Tag Archives: motivation

Going public

I woke up at 2 in the morning for a bathroom break. Someone was thumping my chest. It took me a few moments to realize that it was me. My arm had fallen asleep and I was attempting to wake it up by hitting it against my chest.

The things we do to ourselves without realizing it. Thinking that someone else is doing them to us. That we are not the cause of our own problems, of our situation. That events just happen of their own volition.

I can always justify not spending time writing because the bills need to be paid, the laundry needs to be done, the dishwasher emptied. Hey, I can’t shirk those responsibilities now that I am no longer working. Sometimes I just don’t feel well enough to do more than lie on the couch and watch TV. I can always blame it on my cancer. Then I can go to my writing group with a reason (an excuse?) for why I’ve been neglecting Anne.

Yet I’ve always been able to force myself to power through projects. When I’ve had to. But not when I’ve wanted to. Wanting to have something done is not enough for me. I’ve always needed a deadline, a real deadline, not one that I’ve set for myself.

Last night at my writing group I committed to submitting next week. I am going to start with the beginning of Anne and work my way to the end. The end of what will be the second draft. Two down, how many more to go after that?

John suggested that I post my novel right here on my blog. WHAT??? That means going public with my writing, posting it on the Internet for the whole world to see (OK, so I only have 53 followers). Before I feel it is ready. Or before I am ready……

Just 250 words every other day. Yet it feels like a major commitment. As frightening as it is I think it’s a great idea. I’d love to hear what you think!

Perfection Paralysis

I woke up this morning dreaming about Anne. Just like most dreams, two hours later I have no idea what it was about. But I see it as a good sign—I am immersing myself in Anne’s life, which can only help me with my novel.

In reality, I don’t need more plot ideas or character background. I have all of that. What I am lacking is the motivation to sit down and write. “Seat of the pants to the seat of the chair.” Steve threatened this morning to make me stay at Joy’s cabin until I finish the novel. He will come and visit me but I won’t be allowed to leave!

_MATERIAL PROVIDED_
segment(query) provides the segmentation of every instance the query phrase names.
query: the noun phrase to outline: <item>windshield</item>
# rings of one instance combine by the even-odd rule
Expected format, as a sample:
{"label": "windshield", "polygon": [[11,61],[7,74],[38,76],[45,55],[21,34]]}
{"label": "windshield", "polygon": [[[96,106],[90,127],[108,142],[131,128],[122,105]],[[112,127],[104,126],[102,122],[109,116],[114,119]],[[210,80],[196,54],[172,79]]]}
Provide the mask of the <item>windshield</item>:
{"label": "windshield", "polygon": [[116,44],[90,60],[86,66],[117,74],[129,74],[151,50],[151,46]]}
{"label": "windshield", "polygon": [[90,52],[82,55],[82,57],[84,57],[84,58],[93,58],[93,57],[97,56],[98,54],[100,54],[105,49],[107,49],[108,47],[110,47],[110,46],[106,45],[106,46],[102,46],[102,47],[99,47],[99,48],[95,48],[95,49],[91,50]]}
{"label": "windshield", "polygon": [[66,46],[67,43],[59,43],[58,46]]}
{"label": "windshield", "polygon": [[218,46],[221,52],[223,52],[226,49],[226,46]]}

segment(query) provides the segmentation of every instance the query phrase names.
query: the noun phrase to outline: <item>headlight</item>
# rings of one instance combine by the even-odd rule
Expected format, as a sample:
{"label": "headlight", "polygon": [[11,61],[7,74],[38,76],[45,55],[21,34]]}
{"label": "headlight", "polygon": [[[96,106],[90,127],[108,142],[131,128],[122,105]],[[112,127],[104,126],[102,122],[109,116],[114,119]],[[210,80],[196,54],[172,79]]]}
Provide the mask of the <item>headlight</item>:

_ACTION ITEM A_
According to the blog posts, how many followers does the writer have?
_ACTION ITEM B_
List every household chore the writer of the blog posts gives as a justification for not spending time writing.

_TASK SOLUTION A_
53

_TASK SOLUTION B_
Paying the bills, doing the laundry, emptying the dishwasher